• Page text:

** Begin **

Q=m*cp*Delta T , P= Q/time
Pe= U*I*sqrt(3)* cos(phi)
eta= P/Pe
my 2 cents
Pierre
 
Does the heat from the stove go only into the water?

Probably not.
 
Efficiency looks great to me, but I suspect your power factor is off.
Water Mass 30 kg
T2 90 C
T1 28 C
dT 62 C
Tavg 59 C
Heat Cap 4184 J/Kg-K
Heat 7782240 J
Time m 25 min
Time s 1500 sec
No conversion to kcal is required
1 Joule/sec = 1 Watt = 1 Kg-m/s
7782240J/1500s = 5188.16 Watts
5.18816 kW

Conversion to kcal
4184.000633 J/kcal
1859.999719 kcal
4463.999325 kcal/h
1 kcal/h = 1.163 W
Note the time element.
J & Cal is energy, Watt is power

4464 kcal/h/W
5191 watts
5.191 kW

Other
Did you have the lid on the pot?
How much of the water was evaporated? How much water mass remained in the pot at 90°C?
Add around an average of 2300 kJ/kg additional heat of vaporisation x water lost to evaporation.

--Einstein gave the same test to students every year. When asked why he would do something like that, "Because the answers had changed."
 
I think MinyJulep and 1503-44 is on to something!

You heat the pot as well - and water may evaporate.

--- Best regards, Morten Andersen
 
Yes, Pot (and lid) should be insulated.
But now I think the only elephant in the room is the electronics.
I'll let the EEs work that out.

--Einstein gave the same test to students every year. When asked why he would do something like that, "Because the answers had changed."
 
Hypothetically, power factor is very high, since the energy transfer is mostly in phase.

That said, is your induction heater still at the efficiency it's supposed to be when you throttle the power?

Is your pot stainless steel or contains stainless steel? It's unusual to find 30 liter stainless steel pots. An aluminum pot would have significantly less efficiency.

Finally, note that some people claim a noticeably lower efficiency for induction, more like 76%
TTFN (ta ta for now)
I can do absolutely anything. I'm an expert! faq731-376 forum1529 Entire Forum list
 
How does a heater set to 10 kW draw only 4 or 5 kW from the line?

Magic!

** End **

• Directions for this task: Reproduce word for word the portion of the induction-heating thread above that begins at the words "--- Best regards, Morten" and ends after "significantly less efficiency.".

• Source excerpt:
** Begin **

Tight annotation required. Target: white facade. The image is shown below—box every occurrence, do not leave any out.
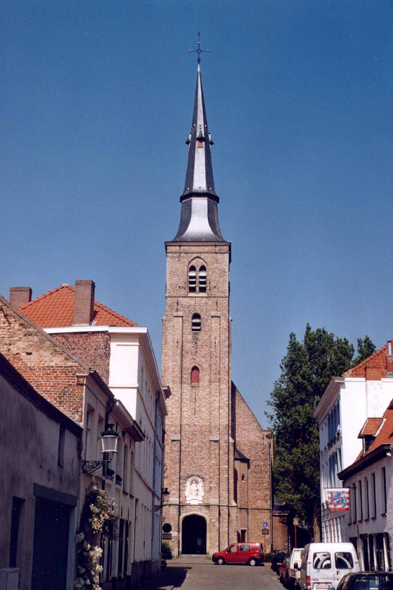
[46,326,167,579]
[314,377,393,542]
[343,454,393,571]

** End **

• Full answer:
--- Best regards, Morten Andersen
 
Yes, Pot (and lid) should be insulated.
But now I think the only elephant in the room is the electronics.
I'll let the EEs work that out.

--Einstein gave the same test to students every year. When asked why he would do something like that, "Because the answers had changed."
 
Hypothetically, power factor is very high, since the energy transfer is mostly in phase.

That said, is your induction heater still at the efficiency it's supposed to be when you throttle the power?

Is your pot stainless steel or contains stainless steel? It's unusual to find 30 liter stainless steel pots. An aluminum pot would have significantly less efficiency.